══ Input for this task

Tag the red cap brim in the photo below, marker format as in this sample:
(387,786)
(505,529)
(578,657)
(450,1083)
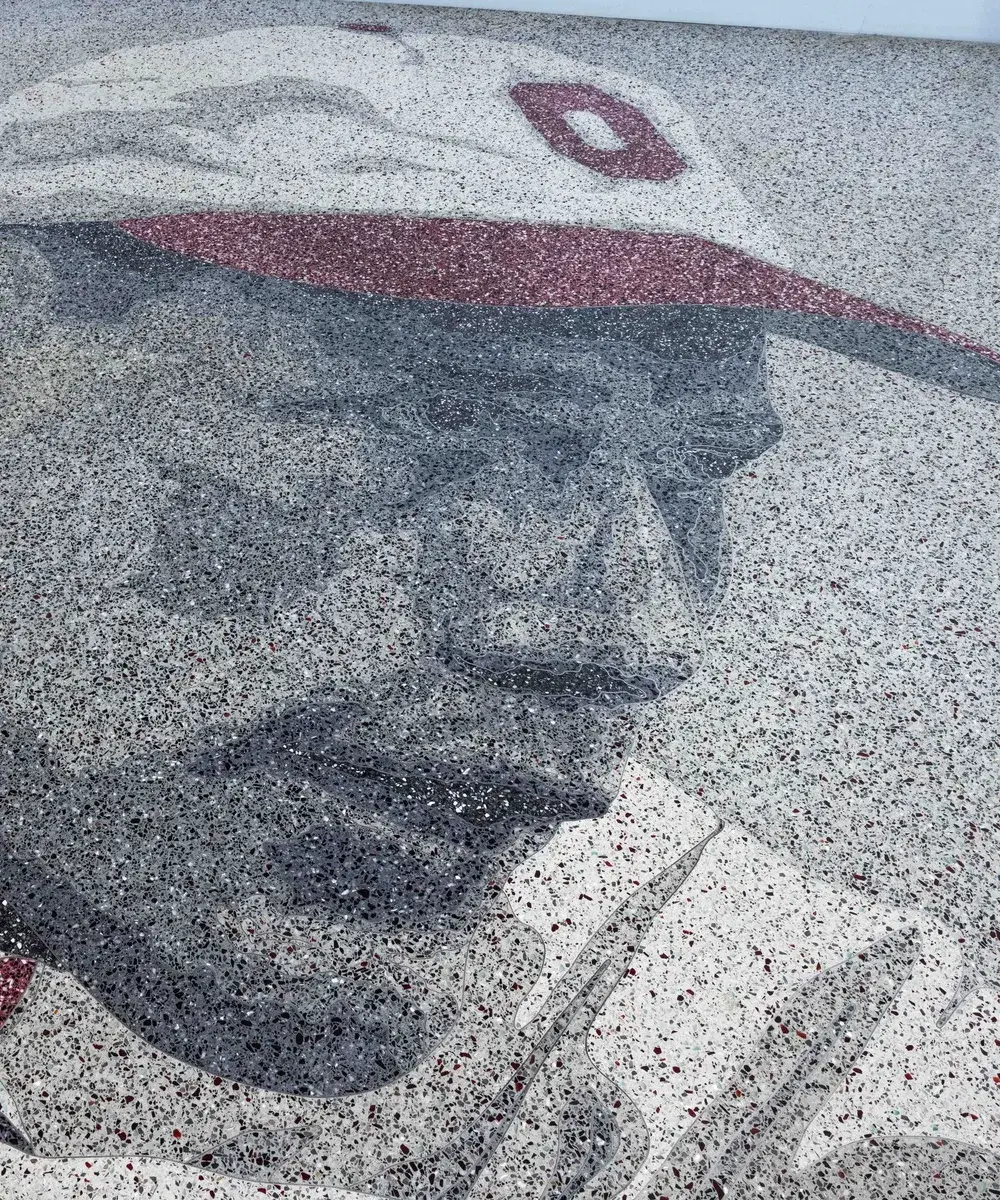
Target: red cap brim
(509,264)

════

#### Exercise objective
What you output should match the records line for line, minus the pictures.

#### Result
Tag the red cap brim in the photo below, marker format as in this sample:
(387,786)
(505,529)
(578,657)
(450,1083)
Target: red cap brim
(509,264)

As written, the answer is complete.